WHAT THE TASK REQUIRES:
If a line below contains the string "look", return that line.

BEGIN THE INPUT

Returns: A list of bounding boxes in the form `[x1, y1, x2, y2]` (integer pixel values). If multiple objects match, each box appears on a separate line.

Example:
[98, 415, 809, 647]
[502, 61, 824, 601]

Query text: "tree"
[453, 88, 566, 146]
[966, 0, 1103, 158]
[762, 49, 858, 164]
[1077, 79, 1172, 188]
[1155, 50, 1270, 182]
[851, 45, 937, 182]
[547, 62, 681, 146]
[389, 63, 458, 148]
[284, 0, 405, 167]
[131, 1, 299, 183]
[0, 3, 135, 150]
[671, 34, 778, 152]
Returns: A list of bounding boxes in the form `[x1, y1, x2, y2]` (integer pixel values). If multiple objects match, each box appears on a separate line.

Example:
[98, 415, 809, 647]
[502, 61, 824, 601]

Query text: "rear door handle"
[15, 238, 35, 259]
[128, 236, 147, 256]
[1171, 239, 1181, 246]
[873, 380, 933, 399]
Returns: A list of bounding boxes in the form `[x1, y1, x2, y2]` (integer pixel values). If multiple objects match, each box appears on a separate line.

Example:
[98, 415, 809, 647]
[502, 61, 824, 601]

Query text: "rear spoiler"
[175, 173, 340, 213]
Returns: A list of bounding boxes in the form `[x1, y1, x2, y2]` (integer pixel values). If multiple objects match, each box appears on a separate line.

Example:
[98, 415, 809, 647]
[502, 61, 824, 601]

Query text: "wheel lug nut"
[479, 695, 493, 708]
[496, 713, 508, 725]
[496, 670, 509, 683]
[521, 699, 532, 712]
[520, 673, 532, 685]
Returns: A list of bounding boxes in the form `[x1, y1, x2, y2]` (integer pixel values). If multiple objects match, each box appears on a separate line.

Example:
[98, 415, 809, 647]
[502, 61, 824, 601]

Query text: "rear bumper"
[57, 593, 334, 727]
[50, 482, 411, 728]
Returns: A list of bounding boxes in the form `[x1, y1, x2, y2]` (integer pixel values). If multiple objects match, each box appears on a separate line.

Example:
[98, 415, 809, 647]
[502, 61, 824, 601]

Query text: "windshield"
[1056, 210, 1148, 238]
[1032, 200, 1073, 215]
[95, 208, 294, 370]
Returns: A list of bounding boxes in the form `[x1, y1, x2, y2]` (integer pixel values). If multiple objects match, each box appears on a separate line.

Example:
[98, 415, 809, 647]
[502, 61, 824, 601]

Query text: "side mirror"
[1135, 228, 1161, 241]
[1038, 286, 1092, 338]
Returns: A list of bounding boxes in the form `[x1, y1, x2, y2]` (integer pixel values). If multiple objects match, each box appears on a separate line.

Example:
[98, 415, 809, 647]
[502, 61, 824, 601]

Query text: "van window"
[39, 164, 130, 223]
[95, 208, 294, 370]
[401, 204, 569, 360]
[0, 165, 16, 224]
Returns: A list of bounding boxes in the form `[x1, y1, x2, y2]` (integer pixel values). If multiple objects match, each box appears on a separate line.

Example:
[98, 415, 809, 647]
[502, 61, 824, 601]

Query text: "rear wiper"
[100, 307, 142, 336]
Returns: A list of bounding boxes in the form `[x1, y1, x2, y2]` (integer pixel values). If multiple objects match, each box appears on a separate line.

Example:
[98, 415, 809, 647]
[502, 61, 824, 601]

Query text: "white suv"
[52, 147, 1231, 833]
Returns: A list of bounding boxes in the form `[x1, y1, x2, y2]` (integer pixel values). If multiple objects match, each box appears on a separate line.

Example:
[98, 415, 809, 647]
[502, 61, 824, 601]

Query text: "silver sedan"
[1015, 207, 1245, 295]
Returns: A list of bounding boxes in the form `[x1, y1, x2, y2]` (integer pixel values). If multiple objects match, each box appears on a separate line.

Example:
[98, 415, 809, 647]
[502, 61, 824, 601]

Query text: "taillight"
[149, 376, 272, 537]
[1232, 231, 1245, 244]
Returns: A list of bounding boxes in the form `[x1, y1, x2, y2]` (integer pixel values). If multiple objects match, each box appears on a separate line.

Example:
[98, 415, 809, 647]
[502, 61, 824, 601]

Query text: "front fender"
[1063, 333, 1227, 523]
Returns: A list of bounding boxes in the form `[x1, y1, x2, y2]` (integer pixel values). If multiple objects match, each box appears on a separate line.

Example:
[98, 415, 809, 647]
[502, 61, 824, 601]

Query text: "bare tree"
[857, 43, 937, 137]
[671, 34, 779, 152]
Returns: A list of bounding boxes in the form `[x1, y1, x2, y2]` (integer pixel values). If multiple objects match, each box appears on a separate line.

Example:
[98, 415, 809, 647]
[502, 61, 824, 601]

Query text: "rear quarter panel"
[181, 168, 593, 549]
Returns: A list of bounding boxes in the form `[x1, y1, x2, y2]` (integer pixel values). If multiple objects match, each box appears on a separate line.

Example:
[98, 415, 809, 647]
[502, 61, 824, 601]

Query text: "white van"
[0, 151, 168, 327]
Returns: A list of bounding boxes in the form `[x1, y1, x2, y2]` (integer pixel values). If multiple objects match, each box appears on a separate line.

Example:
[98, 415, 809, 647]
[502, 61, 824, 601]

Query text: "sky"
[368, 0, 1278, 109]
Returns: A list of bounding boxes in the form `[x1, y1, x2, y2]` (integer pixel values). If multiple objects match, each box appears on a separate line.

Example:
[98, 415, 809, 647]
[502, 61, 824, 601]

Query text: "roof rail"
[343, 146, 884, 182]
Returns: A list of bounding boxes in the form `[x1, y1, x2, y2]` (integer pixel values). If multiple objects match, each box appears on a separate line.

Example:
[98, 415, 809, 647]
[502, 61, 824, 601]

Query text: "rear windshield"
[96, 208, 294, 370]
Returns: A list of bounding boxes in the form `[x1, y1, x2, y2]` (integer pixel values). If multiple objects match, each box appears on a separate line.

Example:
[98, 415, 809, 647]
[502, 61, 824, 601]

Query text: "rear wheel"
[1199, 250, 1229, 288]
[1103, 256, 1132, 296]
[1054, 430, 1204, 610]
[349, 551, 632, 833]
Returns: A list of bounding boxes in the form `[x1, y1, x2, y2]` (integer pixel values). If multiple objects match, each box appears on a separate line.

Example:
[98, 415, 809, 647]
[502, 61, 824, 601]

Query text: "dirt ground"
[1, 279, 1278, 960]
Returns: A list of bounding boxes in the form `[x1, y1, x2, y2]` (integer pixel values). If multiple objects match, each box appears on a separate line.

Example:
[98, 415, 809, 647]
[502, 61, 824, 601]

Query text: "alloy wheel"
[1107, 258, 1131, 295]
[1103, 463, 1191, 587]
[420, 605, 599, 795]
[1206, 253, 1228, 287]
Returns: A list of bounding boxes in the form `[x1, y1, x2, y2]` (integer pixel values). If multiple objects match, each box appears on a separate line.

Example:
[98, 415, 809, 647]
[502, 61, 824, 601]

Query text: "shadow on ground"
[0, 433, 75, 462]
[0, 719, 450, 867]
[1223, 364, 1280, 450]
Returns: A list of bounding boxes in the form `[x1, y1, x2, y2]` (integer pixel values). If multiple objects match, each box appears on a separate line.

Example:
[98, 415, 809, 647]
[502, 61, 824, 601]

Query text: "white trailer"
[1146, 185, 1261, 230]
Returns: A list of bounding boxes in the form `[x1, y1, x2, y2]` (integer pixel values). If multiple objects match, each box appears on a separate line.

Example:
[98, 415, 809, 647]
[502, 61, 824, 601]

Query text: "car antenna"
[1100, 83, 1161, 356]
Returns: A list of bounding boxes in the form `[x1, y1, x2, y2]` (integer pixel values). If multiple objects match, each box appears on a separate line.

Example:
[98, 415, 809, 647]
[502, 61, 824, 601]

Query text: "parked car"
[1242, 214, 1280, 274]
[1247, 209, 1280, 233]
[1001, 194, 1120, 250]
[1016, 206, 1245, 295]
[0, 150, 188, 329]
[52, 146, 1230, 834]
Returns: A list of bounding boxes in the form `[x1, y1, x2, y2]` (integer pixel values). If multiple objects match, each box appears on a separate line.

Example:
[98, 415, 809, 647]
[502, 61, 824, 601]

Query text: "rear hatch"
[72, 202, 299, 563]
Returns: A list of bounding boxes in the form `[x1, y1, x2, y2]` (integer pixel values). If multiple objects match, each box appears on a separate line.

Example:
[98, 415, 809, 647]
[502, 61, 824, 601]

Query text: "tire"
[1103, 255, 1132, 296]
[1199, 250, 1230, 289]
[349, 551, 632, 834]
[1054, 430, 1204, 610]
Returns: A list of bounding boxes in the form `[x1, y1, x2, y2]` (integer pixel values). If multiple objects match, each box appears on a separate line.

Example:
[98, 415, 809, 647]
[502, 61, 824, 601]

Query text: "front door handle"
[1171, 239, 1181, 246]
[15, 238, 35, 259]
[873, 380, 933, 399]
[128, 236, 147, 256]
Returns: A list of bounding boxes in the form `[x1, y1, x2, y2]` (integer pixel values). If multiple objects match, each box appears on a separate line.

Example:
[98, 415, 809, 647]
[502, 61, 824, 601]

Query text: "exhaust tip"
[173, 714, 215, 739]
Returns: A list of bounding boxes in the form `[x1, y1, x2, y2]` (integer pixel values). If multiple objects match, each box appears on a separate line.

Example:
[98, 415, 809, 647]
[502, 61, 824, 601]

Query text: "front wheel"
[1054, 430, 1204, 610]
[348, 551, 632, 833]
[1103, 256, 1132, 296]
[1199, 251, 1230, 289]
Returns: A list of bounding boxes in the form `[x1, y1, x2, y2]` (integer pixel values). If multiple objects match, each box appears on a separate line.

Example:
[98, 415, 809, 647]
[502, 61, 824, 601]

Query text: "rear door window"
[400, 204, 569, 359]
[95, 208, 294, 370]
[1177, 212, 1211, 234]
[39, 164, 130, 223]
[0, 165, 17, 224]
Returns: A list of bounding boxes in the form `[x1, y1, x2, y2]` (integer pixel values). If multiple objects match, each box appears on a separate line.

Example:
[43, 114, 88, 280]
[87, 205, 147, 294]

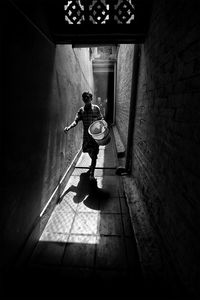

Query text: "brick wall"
[1, 2, 93, 269]
[132, 0, 200, 295]
[116, 44, 135, 148]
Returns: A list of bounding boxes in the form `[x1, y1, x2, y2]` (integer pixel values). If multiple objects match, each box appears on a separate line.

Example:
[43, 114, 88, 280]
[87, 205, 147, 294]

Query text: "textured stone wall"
[131, 0, 200, 295]
[41, 46, 94, 211]
[1, 2, 93, 269]
[116, 44, 135, 148]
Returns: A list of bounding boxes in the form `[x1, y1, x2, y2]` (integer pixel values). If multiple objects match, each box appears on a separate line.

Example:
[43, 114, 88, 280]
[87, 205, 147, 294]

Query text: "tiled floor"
[11, 137, 145, 298]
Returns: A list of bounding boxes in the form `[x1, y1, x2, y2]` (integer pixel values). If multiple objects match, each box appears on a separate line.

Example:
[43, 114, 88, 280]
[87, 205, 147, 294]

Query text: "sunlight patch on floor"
[39, 199, 101, 244]
[39, 146, 107, 244]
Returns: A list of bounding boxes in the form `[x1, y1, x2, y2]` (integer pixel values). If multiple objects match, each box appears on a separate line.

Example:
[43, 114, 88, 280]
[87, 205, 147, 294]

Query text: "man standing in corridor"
[64, 91, 104, 180]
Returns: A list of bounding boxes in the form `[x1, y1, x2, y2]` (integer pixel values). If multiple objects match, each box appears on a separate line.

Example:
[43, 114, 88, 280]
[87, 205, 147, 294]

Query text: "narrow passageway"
[2, 1, 200, 299]
[17, 131, 144, 298]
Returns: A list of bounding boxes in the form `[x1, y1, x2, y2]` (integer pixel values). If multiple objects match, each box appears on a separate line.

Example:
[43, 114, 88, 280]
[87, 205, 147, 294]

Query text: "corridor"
[2, 1, 200, 299]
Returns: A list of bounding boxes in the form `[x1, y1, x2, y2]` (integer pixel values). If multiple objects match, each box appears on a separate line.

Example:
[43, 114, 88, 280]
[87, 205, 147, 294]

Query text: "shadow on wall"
[2, 0, 57, 270]
[1, 2, 91, 272]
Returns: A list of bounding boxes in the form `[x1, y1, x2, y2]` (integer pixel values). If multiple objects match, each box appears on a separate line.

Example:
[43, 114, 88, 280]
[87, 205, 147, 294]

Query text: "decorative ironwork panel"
[90, 1, 109, 24]
[64, 1, 84, 24]
[64, 0, 135, 24]
[116, 0, 135, 23]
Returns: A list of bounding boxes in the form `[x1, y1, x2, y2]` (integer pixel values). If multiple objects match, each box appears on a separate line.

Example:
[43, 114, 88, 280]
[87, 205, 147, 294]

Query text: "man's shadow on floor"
[57, 170, 110, 210]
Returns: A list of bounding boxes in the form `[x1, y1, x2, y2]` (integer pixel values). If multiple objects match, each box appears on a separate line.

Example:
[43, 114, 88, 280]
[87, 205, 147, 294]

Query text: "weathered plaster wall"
[130, 0, 200, 296]
[116, 44, 134, 149]
[1, 1, 93, 269]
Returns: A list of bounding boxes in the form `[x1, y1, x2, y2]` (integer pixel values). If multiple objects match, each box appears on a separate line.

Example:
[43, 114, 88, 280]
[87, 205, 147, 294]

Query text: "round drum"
[88, 120, 111, 146]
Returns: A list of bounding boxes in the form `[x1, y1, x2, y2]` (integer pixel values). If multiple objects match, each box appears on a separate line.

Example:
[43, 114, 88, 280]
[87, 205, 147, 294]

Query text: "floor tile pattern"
[25, 135, 144, 298]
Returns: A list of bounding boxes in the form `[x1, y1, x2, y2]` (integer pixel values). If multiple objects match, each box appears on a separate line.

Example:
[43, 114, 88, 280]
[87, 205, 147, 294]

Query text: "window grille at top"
[64, 0, 135, 24]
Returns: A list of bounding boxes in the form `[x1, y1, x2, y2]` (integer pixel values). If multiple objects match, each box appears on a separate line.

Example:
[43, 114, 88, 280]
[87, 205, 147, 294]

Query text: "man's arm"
[95, 105, 108, 128]
[64, 108, 82, 133]
[96, 105, 103, 120]
[64, 120, 77, 133]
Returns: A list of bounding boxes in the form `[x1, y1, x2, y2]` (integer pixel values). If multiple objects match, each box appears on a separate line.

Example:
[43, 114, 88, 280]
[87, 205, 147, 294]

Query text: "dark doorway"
[92, 46, 117, 125]
[93, 70, 114, 125]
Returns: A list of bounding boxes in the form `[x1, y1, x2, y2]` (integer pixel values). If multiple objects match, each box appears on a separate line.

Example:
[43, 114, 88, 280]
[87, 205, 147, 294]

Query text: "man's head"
[82, 92, 92, 104]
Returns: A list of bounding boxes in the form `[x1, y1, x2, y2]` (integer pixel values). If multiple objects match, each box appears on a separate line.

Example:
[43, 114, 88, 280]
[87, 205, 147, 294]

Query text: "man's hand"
[64, 121, 77, 133]
[101, 119, 108, 128]
[64, 126, 69, 133]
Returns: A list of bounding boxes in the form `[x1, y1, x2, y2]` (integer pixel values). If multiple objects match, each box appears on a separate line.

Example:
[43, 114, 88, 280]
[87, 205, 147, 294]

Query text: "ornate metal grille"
[64, 0, 135, 24]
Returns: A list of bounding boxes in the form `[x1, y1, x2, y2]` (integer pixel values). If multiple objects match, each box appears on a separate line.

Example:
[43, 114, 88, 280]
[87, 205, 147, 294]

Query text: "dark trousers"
[83, 139, 99, 175]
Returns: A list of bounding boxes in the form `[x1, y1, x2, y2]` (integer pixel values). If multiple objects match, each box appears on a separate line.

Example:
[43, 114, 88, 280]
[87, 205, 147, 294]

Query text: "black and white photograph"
[1, 0, 200, 299]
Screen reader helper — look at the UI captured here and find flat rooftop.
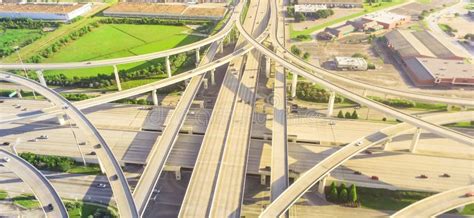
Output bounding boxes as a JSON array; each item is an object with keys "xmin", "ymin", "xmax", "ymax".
[
  {"xmin": 416, "ymin": 58, "xmax": 473, "ymax": 79},
  {"xmin": 0, "ymin": 3, "xmax": 87, "ymax": 14},
  {"xmin": 335, "ymin": 56, "xmax": 367, "ymax": 66},
  {"xmin": 363, "ymin": 11, "xmax": 408, "ymax": 24},
  {"xmin": 297, "ymin": 0, "xmax": 363, "ymax": 4},
  {"xmin": 295, "ymin": 4, "xmax": 327, "ymax": 13}
]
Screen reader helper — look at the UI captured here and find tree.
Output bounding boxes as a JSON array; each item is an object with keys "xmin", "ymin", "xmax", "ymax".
[
  {"xmin": 339, "ymin": 185, "xmax": 348, "ymax": 203},
  {"xmin": 287, "ymin": 6, "xmax": 295, "ymax": 17},
  {"xmin": 291, "ymin": 45, "xmax": 302, "ymax": 56},
  {"xmin": 344, "ymin": 111, "xmax": 352, "ymax": 119},
  {"xmin": 303, "ymin": 52, "xmax": 310, "ymax": 60},
  {"xmin": 295, "ymin": 12, "xmax": 306, "ymax": 22},
  {"xmin": 349, "ymin": 184, "xmax": 358, "ymax": 204},
  {"xmin": 328, "ymin": 182, "xmax": 338, "ymax": 202},
  {"xmin": 351, "ymin": 110, "xmax": 359, "ymax": 119},
  {"xmin": 337, "ymin": 110, "xmax": 344, "ymax": 118}
]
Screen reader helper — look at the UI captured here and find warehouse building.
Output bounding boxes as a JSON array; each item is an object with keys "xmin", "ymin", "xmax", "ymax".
[
  {"xmin": 0, "ymin": 3, "xmax": 92, "ymax": 21},
  {"xmin": 296, "ymin": 0, "xmax": 363, "ymax": 8},
  {"xmin": 123, "ymin": 0, "xmax": 227, "ymax": 3},
  {"xmin": 334, "ymin": 56, "xmax": 368, "ymax": 71},
  {"xmin": 320, "ymin": 23, "xmax": 355, "ymax": 39},
  {"xmin": 385, "ymin": 29, "xmax": 473, "ymax": 87},
  {"xmin": 294, "ymin": 4, "xmax": 327, "ymax": 13},
  {"xmin": 103, "ymin": 2, "xmax": 227, "ymax": 20}
]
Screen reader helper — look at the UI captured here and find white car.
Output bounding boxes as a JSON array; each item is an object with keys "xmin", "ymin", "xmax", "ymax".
[{"xmin": 3, "ymin": 157, "xmax": 10, "ymax": 162}]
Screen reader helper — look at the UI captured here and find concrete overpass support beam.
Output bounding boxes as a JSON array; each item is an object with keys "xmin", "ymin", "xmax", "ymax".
[
  {"xmin": 36, "ymin": 70, "xmax": 47, "ymax": 87},
  {"xmin": 175, "ymin": 169, "xmax": 181, "ymax": 181},
  {"xmin": 327, "ymin": 91, "xmax": 336, "ymax": 117},
  {"xmin": 317, "ymin": 174, "xmax": 328, "ymax": 195},
  {"xmin": 203, "ymin": 78, "xmax": 208, "ymax": 89},
  {"xmin": 195, "ymin": 48, "xmax": 200, "ymax": 66},
  {"xmin": 260, "ymin": 174, "xmax": 266, "ymax": 185},
  {"xmin": 16, "ymin": 89, "xmax": 22, "ymax": 99},
  {"xmin": 210, "ymin": 69, "xmax": 216, "ymax": 85},
  {"xmin": 362, "ymin": 89, "xmax": 367, "ymax": 97},
  {"xmin": 113, "ymin": 65, "xmax": 122, "ymax": 91},
  {"xmin": 410, "ymin": 127, "xmax": 421, "ymax": 153},
  {"xmin": 166, "ymin": 56, "xmax": 172, "ymax": 78},
  {"xmin": 56, "ymin": 114, "xmax": 66, "ymax": 126},
  {"xmin": 382, "ymin": 137, "xmax": 392, "ymax": 151},
  {"xmin": 151, "ymin": 90, "xmax": 159, "ymax": 106},
  {"xmin": 291, "ymin": 73, "xmax": 298, "ymax": 98},
  {"xmin": 97, "ymin": 156, "xmax": 106, "ymax": 174},
  {"xmin": 265, "ymin": 56, "xmax": 271, "ymax": 78}
]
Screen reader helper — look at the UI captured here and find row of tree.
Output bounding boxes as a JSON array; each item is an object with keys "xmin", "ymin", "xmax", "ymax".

END THE INPUT

WRITTEN ANSWER:
Screen reader helper — look at the UI captured here and find flat rooftop.
Screen reader helper — look at the UI captured here and find tree.
Screen reader helper — look at the UI captured here and find warehouse building.
Screen reader helper — look at the UI captured here and find white car.
Screen reader helper — look at the UI captured here and find concrete overpass support beam.
Screen reader helper — look at the UI captured here and find row of tree.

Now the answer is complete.